WHAT THIS TASK INVOLVES -
In the entries that follow, repeat exactly the lines from the one that has "# Looking at the image below, find every carved" through the one that has "# Looking at the image above, find every carved leaf", but omit pictures.

EXERCISE INPUT -
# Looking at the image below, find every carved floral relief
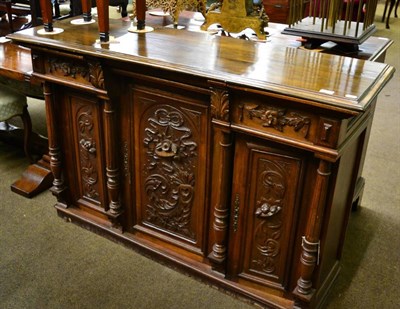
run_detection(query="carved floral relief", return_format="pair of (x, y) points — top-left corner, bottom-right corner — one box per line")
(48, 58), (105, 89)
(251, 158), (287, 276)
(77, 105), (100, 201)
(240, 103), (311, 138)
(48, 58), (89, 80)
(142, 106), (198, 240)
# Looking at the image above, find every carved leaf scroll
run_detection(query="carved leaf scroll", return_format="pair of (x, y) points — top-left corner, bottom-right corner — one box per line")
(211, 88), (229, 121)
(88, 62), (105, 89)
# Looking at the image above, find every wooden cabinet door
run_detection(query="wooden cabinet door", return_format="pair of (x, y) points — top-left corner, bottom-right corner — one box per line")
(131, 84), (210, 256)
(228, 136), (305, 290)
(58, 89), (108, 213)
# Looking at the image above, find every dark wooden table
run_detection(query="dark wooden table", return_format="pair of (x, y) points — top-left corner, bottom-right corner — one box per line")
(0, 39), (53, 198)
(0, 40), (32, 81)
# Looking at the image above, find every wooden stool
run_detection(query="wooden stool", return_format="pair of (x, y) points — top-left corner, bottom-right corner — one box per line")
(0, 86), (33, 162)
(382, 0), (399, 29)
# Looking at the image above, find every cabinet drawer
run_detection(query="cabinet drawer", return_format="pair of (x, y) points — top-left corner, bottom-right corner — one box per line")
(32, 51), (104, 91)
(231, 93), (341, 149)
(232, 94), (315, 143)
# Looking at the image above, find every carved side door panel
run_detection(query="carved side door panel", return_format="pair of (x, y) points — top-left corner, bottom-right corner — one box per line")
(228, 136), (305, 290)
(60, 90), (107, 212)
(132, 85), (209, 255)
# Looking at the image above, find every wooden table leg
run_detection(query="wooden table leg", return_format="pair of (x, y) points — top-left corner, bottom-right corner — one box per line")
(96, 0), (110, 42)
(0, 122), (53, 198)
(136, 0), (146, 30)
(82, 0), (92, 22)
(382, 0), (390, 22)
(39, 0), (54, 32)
--
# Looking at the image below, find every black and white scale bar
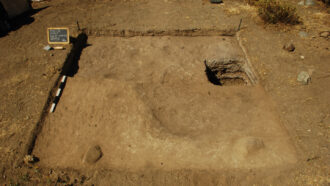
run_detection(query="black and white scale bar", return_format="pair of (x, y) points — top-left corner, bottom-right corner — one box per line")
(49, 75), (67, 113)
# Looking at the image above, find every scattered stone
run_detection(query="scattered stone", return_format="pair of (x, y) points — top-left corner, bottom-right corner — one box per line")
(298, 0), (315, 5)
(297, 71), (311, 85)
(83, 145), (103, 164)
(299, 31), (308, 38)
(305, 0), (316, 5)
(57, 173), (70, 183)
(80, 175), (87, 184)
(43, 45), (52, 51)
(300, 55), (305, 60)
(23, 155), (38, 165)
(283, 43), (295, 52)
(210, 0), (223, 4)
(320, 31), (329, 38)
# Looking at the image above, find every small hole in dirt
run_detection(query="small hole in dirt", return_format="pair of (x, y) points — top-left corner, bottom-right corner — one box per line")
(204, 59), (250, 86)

RESPONSE -
# Looking at the image below, find every carved floral relief
run_detection(query="carved floral relief", return_format="pair of (x, y) points — top-left corner, bottom-right corner — one box per line")
(48, 58), (105, 89)
(251, 158), (287, 276)
(77, 105), (100, 201)
(240, 103), (311, 138)
(48, 58), (89, 80)
(142, 106), (198, 240)
# Looking at the image above, find every carved leaf scroll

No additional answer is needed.